### EXERCISE REQUIREMENTS
Without skipping anything, write out each record below exactly.

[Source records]
• • • • • • •
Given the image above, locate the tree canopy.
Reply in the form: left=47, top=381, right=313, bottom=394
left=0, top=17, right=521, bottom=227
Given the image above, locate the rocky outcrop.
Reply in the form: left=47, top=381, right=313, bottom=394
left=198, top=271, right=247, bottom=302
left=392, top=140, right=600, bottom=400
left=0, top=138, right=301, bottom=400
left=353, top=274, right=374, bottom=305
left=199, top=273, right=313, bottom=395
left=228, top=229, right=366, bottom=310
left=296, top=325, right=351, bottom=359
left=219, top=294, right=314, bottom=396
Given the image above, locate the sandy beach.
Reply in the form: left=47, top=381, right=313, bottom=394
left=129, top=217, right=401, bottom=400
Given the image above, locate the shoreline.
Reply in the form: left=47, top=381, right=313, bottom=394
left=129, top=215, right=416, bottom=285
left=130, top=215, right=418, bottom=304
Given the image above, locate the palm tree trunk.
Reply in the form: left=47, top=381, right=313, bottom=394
• • • • • • •
### ANSWER BELOW
Given the image above, locate the tree canopy.
Reply in the form: left=47, top=381, right=313, bottom=394
left=0, top=17, right=521, bottom=227
Given the image above, locate the rocky outcrop.
Reply in the form: left=47, top=381, right=313, bottom=394
left=198, top=271, right=247, bottom=302
left=392, top=140, right=600, bottom=400
left=0, top=138, right=301, bottom=400
left=353, top=274, right=374, bottom=305
left=199, top=273, right=313, bottom=395
left=228, top=229, right=366, bottom=310
left=296, top=325, right=351, bottom=359
left=219, top=294, right=314, bottom=396
Given the image above, locate the sandy beach.
Reply in the form: left=47, top=381, right=313, bottom=394
left=129, top=217, right=401, bottom=400
Given the image above, locate the shoreline.
Reply in the form: left=47, top=381, right=313, bottom=394
left=129, top=215, right=416, bottom=285
left=130, top=215, right=418, bottom=304
Given the image above, locate the palm tree trunk.
Reply in the form: left=47, top=381, right=313, bottom=394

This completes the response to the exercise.